(Extracted records begins)

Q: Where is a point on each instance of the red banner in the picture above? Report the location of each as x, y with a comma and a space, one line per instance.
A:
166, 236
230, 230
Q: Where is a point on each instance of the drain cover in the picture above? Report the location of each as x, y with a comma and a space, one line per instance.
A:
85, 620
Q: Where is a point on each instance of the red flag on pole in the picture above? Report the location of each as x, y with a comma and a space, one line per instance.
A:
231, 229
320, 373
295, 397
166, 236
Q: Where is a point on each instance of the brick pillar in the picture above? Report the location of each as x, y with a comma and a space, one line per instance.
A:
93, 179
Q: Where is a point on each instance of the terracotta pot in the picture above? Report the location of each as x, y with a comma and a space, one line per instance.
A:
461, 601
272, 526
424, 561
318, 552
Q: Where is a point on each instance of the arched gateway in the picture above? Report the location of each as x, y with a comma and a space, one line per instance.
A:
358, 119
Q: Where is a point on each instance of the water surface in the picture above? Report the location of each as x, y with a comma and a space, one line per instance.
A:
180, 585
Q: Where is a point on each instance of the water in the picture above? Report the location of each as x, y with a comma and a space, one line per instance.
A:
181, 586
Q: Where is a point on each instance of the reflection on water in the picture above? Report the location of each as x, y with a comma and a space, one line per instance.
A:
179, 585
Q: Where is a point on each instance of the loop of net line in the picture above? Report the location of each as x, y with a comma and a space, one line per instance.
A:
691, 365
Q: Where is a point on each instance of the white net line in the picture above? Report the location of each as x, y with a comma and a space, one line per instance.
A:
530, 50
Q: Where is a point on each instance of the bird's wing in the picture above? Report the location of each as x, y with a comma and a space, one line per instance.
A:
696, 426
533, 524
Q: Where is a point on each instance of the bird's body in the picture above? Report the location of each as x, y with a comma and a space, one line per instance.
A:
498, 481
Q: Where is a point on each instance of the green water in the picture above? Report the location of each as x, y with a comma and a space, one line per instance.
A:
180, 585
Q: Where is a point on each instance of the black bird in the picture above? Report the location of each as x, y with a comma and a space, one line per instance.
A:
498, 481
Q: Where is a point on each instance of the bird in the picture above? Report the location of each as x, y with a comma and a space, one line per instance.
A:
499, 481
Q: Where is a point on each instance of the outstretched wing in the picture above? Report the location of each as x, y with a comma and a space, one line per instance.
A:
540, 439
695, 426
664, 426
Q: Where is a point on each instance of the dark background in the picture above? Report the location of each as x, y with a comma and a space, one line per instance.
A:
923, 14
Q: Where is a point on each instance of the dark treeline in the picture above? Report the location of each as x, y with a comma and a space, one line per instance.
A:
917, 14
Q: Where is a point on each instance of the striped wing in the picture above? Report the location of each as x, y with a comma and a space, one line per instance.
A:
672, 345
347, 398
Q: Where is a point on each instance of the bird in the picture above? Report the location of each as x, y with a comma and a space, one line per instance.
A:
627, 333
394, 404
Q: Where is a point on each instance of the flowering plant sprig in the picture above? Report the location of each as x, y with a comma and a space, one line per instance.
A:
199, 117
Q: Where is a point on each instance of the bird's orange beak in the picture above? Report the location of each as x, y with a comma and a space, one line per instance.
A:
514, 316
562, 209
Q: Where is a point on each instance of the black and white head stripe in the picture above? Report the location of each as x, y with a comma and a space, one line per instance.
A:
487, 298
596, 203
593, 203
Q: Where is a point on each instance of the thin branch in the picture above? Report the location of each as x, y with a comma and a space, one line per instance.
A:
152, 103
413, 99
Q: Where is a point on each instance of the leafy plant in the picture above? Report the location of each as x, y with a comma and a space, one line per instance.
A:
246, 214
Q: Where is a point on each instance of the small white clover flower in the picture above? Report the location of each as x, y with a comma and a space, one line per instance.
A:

(Extracted records ends)

● Exercise requirements
Write out the lines from the one containing "Q: Where is a point on each instance of the small" through the last line of the records above. Include both of those lines and nothing else.

● Response for this exercise
Q: Where is a point on each instance of the small white clover flower in the picture above? Report the location of each as x, y with a comma and a space, one line per instance.
A:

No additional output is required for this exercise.